**WHAT IS REQUIRED**
Pull out every line below that contains the string "gray", matching uppercase and lowercase exactly.

**RECORDS FOR THE TASK**
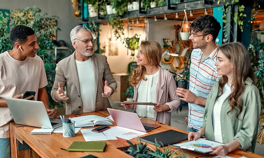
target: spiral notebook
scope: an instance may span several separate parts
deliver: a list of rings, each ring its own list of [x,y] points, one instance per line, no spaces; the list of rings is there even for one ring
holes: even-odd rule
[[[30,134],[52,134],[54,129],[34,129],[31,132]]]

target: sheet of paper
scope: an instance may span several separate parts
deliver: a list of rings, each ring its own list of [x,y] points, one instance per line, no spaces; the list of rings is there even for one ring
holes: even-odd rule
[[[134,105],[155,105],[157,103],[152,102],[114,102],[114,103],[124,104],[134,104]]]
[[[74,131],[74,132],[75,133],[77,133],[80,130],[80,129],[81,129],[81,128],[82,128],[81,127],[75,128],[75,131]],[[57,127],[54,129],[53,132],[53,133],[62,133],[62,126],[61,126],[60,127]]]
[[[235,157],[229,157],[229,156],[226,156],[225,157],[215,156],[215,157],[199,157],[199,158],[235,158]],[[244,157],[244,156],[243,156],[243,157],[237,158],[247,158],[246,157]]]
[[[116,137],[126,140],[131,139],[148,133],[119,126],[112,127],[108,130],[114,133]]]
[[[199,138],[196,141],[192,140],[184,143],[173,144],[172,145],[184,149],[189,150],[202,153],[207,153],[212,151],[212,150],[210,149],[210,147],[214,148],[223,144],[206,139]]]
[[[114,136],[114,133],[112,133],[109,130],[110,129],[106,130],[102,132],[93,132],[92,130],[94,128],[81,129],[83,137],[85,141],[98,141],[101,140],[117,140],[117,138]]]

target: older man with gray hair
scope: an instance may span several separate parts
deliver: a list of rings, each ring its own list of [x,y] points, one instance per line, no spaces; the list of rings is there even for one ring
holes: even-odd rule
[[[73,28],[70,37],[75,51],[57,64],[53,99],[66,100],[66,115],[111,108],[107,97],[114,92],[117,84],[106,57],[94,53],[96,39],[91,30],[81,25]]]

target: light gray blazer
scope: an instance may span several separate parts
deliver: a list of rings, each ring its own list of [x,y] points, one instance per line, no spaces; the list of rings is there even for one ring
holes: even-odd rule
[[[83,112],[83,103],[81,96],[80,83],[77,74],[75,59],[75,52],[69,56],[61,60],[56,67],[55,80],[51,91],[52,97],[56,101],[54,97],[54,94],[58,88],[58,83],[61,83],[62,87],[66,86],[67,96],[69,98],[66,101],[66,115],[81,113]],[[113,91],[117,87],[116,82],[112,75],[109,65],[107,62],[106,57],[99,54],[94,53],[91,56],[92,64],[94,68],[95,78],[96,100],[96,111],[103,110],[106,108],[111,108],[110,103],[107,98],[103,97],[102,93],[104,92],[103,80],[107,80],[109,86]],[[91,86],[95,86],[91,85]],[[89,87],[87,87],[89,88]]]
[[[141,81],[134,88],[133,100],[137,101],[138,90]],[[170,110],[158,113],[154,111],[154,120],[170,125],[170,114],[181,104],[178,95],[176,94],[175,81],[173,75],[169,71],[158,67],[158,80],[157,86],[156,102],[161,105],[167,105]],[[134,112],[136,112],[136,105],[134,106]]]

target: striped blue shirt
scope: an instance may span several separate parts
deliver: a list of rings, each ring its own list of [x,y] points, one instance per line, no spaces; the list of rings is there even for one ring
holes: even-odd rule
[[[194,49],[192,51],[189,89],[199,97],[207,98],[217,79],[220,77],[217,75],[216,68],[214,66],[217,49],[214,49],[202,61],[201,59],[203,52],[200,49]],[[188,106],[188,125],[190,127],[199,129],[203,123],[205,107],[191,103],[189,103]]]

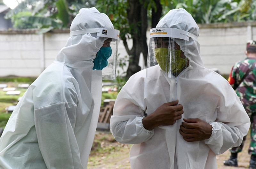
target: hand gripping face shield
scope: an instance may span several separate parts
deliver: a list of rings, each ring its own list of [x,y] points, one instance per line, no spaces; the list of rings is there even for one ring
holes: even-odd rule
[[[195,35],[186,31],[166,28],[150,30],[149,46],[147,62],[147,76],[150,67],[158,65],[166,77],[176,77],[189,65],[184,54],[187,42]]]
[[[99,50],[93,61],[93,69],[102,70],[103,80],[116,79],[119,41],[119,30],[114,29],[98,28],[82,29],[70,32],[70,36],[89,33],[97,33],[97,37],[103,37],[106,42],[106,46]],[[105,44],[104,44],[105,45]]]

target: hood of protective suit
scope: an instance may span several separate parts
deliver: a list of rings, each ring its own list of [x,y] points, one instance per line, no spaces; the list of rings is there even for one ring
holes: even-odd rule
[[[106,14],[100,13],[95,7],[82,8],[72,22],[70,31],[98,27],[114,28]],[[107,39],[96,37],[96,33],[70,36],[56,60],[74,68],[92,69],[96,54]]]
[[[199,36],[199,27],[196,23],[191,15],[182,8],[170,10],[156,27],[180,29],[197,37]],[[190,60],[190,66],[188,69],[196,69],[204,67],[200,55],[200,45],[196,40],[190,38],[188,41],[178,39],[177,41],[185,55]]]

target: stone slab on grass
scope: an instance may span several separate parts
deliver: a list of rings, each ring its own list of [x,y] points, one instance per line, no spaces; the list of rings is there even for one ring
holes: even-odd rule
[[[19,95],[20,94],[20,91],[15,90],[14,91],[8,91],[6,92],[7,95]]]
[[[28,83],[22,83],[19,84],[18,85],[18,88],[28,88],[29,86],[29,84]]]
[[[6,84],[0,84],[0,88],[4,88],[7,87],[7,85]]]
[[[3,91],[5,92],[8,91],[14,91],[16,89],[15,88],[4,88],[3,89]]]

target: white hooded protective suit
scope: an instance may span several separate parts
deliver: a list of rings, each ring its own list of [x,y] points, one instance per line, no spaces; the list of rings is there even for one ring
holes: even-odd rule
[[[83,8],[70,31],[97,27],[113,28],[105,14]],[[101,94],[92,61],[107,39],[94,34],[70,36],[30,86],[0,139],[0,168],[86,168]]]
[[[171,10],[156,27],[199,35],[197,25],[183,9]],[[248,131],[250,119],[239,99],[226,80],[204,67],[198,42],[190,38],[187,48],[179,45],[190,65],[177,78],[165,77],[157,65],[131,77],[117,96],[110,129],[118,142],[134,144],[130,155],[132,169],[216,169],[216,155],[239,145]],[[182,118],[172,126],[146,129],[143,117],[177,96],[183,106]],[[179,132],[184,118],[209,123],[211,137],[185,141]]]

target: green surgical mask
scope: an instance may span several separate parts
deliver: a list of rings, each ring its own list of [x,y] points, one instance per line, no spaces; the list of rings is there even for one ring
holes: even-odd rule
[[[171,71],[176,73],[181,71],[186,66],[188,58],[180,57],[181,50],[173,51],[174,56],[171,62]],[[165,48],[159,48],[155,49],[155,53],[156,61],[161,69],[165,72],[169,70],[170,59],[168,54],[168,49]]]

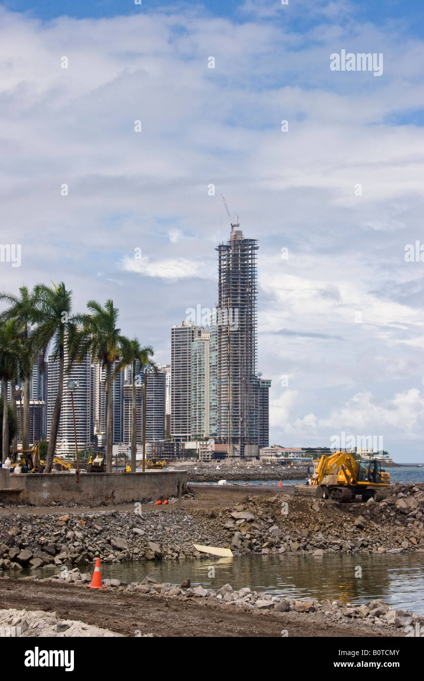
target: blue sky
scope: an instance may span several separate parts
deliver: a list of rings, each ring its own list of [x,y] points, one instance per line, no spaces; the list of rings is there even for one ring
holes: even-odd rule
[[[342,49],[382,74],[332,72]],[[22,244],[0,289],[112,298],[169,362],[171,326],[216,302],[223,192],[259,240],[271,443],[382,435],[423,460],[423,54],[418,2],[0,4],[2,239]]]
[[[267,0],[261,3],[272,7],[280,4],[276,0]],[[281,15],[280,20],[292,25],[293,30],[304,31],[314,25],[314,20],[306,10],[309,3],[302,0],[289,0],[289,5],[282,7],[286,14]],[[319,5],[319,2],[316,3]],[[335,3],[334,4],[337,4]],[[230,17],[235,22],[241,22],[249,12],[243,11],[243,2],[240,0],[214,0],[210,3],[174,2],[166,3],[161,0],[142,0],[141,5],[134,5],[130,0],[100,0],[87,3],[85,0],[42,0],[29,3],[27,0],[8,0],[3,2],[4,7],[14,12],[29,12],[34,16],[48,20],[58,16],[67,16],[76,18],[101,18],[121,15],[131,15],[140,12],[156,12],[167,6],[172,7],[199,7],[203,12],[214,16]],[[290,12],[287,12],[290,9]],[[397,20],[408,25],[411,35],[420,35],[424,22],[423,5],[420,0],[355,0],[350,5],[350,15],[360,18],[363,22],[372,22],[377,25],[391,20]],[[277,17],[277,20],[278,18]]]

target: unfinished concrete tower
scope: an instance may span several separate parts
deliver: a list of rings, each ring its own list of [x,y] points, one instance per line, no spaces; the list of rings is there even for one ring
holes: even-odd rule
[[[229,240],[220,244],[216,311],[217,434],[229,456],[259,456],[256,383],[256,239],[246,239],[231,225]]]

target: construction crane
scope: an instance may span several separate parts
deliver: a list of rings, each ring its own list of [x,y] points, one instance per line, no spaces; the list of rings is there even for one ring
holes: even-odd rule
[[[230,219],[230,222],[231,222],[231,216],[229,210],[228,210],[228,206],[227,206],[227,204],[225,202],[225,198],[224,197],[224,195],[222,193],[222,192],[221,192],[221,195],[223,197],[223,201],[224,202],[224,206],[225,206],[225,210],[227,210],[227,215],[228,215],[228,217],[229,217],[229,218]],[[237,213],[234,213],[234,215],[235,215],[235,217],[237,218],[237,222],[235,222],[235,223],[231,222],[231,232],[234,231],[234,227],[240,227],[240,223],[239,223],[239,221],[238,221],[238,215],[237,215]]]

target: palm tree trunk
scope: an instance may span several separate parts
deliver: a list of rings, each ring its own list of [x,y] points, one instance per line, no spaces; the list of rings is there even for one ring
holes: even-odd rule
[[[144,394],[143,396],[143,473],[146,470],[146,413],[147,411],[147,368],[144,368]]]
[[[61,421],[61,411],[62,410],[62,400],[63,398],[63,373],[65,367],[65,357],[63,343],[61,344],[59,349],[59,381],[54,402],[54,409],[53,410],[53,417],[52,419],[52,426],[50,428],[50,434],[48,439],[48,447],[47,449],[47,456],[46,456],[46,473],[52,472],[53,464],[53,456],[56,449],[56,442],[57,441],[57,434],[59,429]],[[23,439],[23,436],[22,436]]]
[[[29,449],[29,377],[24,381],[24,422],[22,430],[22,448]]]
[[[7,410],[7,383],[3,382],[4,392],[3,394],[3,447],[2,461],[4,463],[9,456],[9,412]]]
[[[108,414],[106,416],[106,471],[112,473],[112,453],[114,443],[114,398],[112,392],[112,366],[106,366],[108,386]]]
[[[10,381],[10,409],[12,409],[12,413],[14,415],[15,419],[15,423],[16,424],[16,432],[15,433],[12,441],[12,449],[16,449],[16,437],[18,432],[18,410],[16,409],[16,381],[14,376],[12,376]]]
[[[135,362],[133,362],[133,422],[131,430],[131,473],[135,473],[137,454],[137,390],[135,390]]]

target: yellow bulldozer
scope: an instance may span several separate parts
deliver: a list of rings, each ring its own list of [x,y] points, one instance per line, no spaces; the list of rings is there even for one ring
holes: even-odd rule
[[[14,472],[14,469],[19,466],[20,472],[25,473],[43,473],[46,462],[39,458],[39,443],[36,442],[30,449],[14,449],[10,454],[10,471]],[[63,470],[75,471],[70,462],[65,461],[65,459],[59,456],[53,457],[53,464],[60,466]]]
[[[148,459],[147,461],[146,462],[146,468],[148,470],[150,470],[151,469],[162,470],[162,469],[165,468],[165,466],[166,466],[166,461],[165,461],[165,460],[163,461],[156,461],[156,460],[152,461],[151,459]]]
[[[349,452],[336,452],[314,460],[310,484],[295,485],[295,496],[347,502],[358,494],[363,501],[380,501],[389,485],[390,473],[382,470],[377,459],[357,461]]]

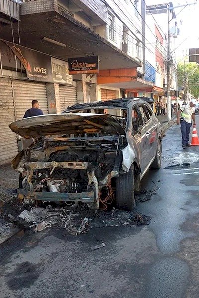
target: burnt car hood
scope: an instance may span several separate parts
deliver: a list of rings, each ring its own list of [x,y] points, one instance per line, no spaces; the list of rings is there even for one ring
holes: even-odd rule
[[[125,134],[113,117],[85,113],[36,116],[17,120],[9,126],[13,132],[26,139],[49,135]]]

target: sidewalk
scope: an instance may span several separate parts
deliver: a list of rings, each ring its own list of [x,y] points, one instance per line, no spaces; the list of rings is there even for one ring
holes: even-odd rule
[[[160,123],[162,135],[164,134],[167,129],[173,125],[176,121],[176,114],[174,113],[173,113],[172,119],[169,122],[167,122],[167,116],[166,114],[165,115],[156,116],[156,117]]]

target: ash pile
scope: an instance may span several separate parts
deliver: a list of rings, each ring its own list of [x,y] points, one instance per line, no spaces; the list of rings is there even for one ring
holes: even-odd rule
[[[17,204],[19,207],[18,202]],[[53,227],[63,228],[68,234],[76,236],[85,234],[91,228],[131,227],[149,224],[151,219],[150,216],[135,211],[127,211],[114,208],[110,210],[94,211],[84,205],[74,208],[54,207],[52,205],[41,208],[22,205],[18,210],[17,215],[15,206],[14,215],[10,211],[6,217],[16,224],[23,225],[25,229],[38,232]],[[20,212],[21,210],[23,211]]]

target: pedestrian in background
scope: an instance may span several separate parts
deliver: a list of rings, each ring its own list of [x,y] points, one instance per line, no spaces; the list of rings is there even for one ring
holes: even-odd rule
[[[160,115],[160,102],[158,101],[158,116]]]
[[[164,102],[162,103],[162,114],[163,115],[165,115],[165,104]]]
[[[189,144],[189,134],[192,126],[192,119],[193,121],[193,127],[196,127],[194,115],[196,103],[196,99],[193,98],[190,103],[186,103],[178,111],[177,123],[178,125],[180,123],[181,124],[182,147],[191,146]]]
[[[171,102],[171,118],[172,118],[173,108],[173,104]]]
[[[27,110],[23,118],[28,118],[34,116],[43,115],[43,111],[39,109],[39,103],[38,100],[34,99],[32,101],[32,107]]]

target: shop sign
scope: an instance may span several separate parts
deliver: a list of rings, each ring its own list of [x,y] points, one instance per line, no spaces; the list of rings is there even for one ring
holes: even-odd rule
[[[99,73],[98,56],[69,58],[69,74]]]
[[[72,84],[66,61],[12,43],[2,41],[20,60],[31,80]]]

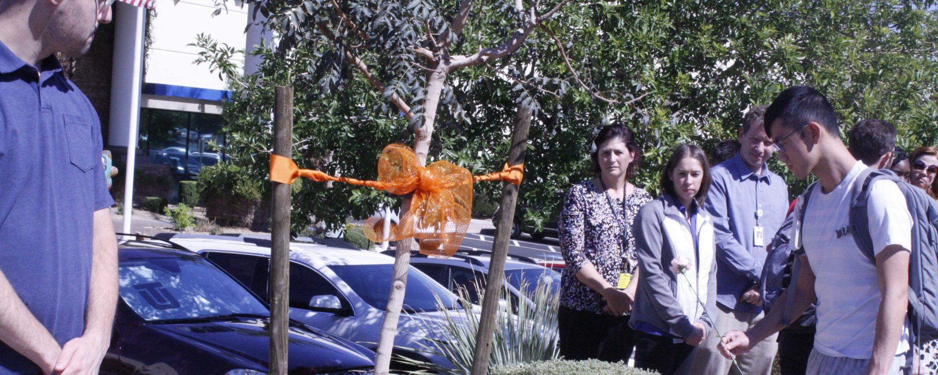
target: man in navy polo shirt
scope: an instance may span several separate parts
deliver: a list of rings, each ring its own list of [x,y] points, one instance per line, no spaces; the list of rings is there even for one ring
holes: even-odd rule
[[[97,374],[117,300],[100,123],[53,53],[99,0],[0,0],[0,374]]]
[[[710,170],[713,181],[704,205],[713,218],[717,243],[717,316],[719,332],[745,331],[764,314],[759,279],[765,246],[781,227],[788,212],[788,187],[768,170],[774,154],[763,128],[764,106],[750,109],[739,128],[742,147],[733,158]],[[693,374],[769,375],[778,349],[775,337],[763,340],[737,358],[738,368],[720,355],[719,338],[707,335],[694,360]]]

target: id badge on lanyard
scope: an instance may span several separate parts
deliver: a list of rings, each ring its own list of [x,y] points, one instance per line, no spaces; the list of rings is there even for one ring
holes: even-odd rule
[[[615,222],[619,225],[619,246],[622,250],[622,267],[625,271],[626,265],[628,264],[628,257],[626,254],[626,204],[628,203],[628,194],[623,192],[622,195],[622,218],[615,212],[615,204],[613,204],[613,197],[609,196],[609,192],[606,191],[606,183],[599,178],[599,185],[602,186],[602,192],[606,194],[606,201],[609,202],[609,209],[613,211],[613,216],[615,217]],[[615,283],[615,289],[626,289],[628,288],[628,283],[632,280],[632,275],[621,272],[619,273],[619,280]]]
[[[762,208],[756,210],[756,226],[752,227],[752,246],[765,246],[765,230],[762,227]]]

**SOLUTION TO THE EXERCISE**
target: older man with gray hair
target: light gray blazer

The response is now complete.